**Goal**
Give the entries again, word for word.

**Excerpts of pointing data**
** Begin **

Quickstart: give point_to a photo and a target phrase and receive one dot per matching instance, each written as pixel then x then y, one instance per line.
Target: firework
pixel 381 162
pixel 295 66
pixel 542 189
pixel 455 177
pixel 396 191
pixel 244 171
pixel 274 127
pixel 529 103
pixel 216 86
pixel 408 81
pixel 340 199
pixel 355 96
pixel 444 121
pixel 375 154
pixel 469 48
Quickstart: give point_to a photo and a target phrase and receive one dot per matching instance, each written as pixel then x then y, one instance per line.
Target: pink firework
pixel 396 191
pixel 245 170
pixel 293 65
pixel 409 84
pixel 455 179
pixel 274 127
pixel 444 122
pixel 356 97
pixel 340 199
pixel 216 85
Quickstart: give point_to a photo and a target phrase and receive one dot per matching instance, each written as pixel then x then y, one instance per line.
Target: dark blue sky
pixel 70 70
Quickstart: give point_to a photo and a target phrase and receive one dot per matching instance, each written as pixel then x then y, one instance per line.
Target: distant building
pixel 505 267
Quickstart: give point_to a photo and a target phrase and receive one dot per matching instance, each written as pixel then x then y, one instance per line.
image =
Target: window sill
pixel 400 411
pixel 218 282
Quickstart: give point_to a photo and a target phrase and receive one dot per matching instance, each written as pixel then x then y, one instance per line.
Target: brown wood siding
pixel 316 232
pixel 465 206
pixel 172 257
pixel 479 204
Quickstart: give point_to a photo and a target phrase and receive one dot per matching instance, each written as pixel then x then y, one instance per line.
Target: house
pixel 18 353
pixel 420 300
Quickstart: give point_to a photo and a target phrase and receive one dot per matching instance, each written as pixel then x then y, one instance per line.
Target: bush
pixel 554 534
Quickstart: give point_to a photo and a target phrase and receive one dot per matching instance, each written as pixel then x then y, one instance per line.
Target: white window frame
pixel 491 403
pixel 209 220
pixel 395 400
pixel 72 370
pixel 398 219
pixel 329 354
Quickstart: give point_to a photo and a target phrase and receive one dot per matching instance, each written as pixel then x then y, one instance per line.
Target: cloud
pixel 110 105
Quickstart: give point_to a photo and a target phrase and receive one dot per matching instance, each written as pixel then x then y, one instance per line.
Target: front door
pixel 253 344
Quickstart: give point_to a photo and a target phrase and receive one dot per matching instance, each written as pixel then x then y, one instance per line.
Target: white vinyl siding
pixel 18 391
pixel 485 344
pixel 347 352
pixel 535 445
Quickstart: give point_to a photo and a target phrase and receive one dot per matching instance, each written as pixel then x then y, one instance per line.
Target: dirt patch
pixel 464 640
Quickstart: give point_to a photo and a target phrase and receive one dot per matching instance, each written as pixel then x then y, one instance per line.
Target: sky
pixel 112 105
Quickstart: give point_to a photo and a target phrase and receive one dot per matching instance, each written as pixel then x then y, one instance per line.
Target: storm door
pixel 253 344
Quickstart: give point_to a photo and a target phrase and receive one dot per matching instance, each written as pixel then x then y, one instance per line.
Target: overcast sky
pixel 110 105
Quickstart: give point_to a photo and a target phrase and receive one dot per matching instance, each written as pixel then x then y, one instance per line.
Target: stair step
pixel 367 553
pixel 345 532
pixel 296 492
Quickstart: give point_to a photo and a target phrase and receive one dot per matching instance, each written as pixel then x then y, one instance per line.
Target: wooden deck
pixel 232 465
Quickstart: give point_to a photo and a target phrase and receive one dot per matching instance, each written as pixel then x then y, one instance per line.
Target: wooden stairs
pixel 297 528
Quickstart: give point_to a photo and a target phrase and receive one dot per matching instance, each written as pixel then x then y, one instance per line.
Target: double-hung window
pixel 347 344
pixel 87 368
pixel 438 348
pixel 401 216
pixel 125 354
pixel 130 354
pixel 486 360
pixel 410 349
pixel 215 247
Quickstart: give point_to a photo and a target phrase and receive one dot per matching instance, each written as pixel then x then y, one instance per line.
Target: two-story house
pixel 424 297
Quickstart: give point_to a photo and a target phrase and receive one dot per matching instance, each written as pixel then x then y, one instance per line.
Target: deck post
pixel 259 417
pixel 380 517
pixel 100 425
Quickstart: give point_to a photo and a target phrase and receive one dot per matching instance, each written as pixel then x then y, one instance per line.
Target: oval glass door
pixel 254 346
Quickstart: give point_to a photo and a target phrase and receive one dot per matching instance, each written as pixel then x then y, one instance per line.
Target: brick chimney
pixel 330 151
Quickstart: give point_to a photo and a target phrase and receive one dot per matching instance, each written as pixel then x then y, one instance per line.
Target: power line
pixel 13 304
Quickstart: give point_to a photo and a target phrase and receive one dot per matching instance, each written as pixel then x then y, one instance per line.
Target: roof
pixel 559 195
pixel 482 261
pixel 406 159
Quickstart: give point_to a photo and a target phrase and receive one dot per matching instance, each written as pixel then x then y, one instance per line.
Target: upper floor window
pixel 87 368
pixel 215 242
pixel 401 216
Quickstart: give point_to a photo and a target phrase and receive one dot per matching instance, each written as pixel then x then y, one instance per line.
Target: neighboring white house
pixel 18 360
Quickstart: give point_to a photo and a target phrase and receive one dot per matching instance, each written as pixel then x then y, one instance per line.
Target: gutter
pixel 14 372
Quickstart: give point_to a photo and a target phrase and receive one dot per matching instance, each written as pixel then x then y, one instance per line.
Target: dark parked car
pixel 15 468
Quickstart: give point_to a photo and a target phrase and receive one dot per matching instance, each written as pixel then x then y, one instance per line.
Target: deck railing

** End **

**Answer to the task**
Quickstart: give point_to a photo and a target phrase and receive one dot per matching instance, each written as pixel then x then y, one instance per line.
Target: firework
pixel 381 162
pixel 295 66
pixel 542 189
pixel 455 177
pixel 396 191
pixel 244 171
pixel 274 127
pixel 529 103
pixel 216 86
pixel 408 81
pixel 340 199
pixel 355 96
pixel 444 121
pixel 375 154
pixel 469 48
Quickstart: give point_to a photo and a target phrase and receive one dot per matching instance, each written as pixel then x then y, one instance per line.
Target: pink firework
pixel 396 191
pixel 245 170
pixel 293 65
pixel 409 84
pixel 455 179
pixel 274 127
pixel 444 122
pixel 356 97
pixel 340 199
pixel 216 85
Quickstart: give point_to a photo and a target phrase and receive one dot per matching instance, each written as pixel then x then y, one instance per line.
Target: dark blue sky
pixel 70 70
Quickstart: give point_to a photo and a target phrase and receive one dot per matching instance, each written as pixel then x then y, one instance per line.
Target: distant building
pixel 505 267
Quickstart: give point_to a photo and a target phrase and receive one dot per matching instance, each written as pixel then x then y, one instance per line.
image =
Target: window sill
pixel 400 411
pixel 218 282
Quickstart: give point_to a photo and a target phrase and receive one dot per matching instance, each written as pixel then x then y, one instance per line.
Target: brown wood siding
pixel 316 232
pixel 465 206
pixel 172 257
pixel 479 204
Quickstart: give point_to a photo and a target phrase and receive one dot per matching instance, each written as pixel then x then y, one instance per line.
Target: house
pixel 18 353
pixel 420 300
Quickstart: give point_to a photo and a target phrase and receive one dot per matching instance, each written as pixel then x then y, one instance per line.
Target: bush
pixel 554 534
Quickstart: give point_to a photo and a target phrase and receive one dot per matching instance, each written as pixel then x then y, one instance per line.
Target: white window frame
pixel 491 403
pixel 209 220
pixel 395 400
pixel 72 370
pixel 398 219
pixel 329 354
Quickstart: give point_to a photo and a target phrase and receive one dot per matching instance, each written as pixel then x then y, one instance per line.
Target: cloud
pixel 110 105
Quickstart: give point_to a photo and a target phrase and receive one dot per matching instance, each written as pixel then x then y, one instance per line.
Target: front door
pixel 253 344
Quickstart: give point_to a photo and a target phrase and receive one dot per matching instance, each written as pixel then x then y, one instance per line.
Target: white vinyl siding
pixel 18 391
pixel 485 344
pixel 347 352
pixel 535 445
Quickstart: give point_to a photo and a target phrase and receive one dot per matching instance, each written as pixel then x then y, one instance per line.
Target: dirt patch
pixel 464 640
Quickstart: give point_to a photo and a target phrase and receive one dot per matching instance, each written as pixel then x then y, one instance per line.
Target: sky
pixel 112 105
Quickstart: give point_to a photo and a target phrase and receive one dot per matching instance, each written as pixel then x then y, one instance per line.
Target: storm door
pixel 253 344
Quickstart: give point_to a photo and a target phrase and receive one dot per matching instance, each written as pixel then x then y, one instance per line.
Target: overcast sky
pixel 110 105
Quickstart: give point_to a photo and a target phrase and receive one dot per matching instance, each written as pixel then x then y, one instance per line.
Target: stair step
pixel 367 553
pixel 345 532
pixel 296 492
Quickstart: give point_to a photo and a target phrase and receive one dot per matching instance, each written as pixel then x then y, one instance per line.
Target: wooden deck
pixel 232 465
Quickstart: give point_to a photo and a target phrase and receive one dot per matching instance, each written as pixel then x then y, one instance per line.
Target: wooden stairs
pixel 297 528
Quickstart: give point_to a photo and a target phrase and receive one dot per matching instance, each written as pixel then x then y, one instance per line.
Target: double-hung window
pixel 347 344
pixel 87 368
pixel 438 348
pixel 401 216
pixel 125 354
pixel 130 354
pixel 486 360
pixel 410 349
pixel 215 247
Quickstart: give point_to a photo and a target phrase and receive one dot per matching instance, each written as pixel then x then y, one instance per line.
Target: two-story house
pixel 424 297
Quickstart: give point_to a photo and a target phrase and receive one dot per matching instance, each written as pixel then x then y, one instance per line.
Target: deck post
pixel 259 417
pixel 380 517
pixel 100 425
Quickstart: give point_to a photo and a target phrase and receive one dot per matching instance, each written as pixel then x then y, one instance per line.
Target: oval glass door
pixel 254 346
Quickstart: give point_to a photo and a target phrase and receive one dot per matching instance, each written as pixel then x then y, one instance per line.
Target: brick chimney
pixel 330 151
Quickstart: give point_to a photo and a target phrase and receive one dot per matching instance, each written as pixel then x then y, one instance per line.
Target: power line
pixel 13 304
Quickstart: give point_to a photo and a target phrase and receive one dot per matching instance, each written as pixel then x then y, one instance per line.
Target: roof
pixel 559 195
pixel 482 261
pixel 406 159
Quickstart: give point_to a photo and a target phrase and receive one dot per matching instance, each written as pixel then x then y, one instance per line.
Target: upper floor window
pixel 87 368
pixel 215 242
pixel 401 216
Quickstart: give point_to a photo and a target phrase and receive one dot per matching instance, each written as pixel then x then y, one instance per line.
Target: neighboring white house
pixel 18 360
Quickstart: give point_to a photo and a target phrase and receive one dot per matching instance, each written as pixel then x then y, one instance per line.
Target: gutter
pixel 14 372
Quickstart: give point_to a photo and a target phrase and receive one dot per matching instance, each written as pixel then x then y, one instance per line.
Target: dark parked car
pixel 15 468
Quickstart: give point_to a photo and a target phrase and receive one dot per matching instance, each written as pixel then x then y, one instance per line.
Target: deck railing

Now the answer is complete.